● Task material:
>> start

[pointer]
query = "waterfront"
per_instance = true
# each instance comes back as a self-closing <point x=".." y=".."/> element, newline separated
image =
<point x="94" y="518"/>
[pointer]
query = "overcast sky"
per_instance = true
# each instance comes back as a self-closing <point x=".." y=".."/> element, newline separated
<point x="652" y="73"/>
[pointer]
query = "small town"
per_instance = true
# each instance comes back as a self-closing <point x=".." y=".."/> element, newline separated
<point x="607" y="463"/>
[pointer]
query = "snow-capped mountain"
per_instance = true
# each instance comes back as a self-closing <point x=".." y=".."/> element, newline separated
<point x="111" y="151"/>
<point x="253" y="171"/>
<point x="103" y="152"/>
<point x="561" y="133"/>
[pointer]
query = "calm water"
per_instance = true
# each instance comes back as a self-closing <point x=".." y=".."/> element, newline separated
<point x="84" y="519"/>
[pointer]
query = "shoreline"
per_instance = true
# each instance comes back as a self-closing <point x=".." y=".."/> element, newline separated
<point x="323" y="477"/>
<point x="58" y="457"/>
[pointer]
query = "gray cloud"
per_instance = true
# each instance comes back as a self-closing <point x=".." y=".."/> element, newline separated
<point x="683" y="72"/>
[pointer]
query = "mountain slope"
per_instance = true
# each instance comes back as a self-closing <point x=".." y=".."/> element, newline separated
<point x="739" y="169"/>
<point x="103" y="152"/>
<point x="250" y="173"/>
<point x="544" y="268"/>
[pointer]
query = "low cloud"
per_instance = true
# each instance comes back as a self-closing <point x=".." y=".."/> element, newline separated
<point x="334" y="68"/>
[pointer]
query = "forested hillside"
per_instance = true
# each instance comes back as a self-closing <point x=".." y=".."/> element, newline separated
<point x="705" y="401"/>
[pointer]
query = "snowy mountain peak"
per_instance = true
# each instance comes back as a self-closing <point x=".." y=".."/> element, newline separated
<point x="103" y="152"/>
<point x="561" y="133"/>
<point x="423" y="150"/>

>> end

● Work required: Shift every point coordinate in the answers up by 117, both x and y, and write out all the records again in full, requests included. Leave every number outside the answers unchanged.

● Output for this task:
[pointer]
query = "waterfront"
per_instance = true
# each instance comes back as a self-closing <point x=".." y=".."/> element, newline separated
image =
<point x="211" y="635"/>
[pointer]
query = "overcast sky"
per_instance = true
# each instance comes back as a self-closing <point x=".." y=".."/> element, newline separated
<point x="769" y="190"/>
[pointer]
query = "small town"
per_instance = true
# each instance comes back as a self-closing <point x=".." y=".."/> element, newline separated
<point x="724" y="580"/>
[pointer]
query = "snow-capped mountain"
per_instance = true
# each instance comes back as a self-closing <point x=".." y=".."/> element, newline separated
<point x="228" y="268"/>
<point x="370" y="288"/>
<point x="220" y="269"/>
<point x="678" y="250"/>
[pointer]
query = "calm water"
per_instance = true
# each instance comes back as a self-closing <point x=".." y=".."/> element, newline separated
<point x="201" y="636"/>
[pointer]
query = "shoreline"
per_instance = true
# each instance comes back as a self-closing <point x=".." y=".."/> element, newline separated
<point x="440" y="594"/>
<point x="175" y="574"/>
[pointer]
query = "gray cloud"
per_instance = true
# each instance comes back as a self-closing <point x=".." y=".."/> element, newline separated
<point x="800" y="189"/>
[pointer]
query = "mountain slope"
per_instance = true
# each instance comes back as a self-closing <point x=".." y=".."/> element, newline separated
<point x="856" y="286"/>
<point x="220" y="269"/>
<point x="367" y="290"/>
<point x="661" y="385"/>
[pointer]
query = "low cloud"
per_instance = true
# each instance comes back as a self-closing <point x=".." y=".."/> element, newline separated
<point x="451" y="185"/>
[pointer]
query = "forested hillside"
per_instance = true
# each instance comes back as a self-closing <point x=".." y=".."/> element, newline separated
<point x="822" y="518"/>
[pointer]
query = "snowy mountain peak"
per_instance = true
# each instance comes back as a self-closing <point x=".." y=".."/> element, newline separated
<point x="220" y="269"/>
<point x="678" y="250"/>
<point x="540" y="267"/>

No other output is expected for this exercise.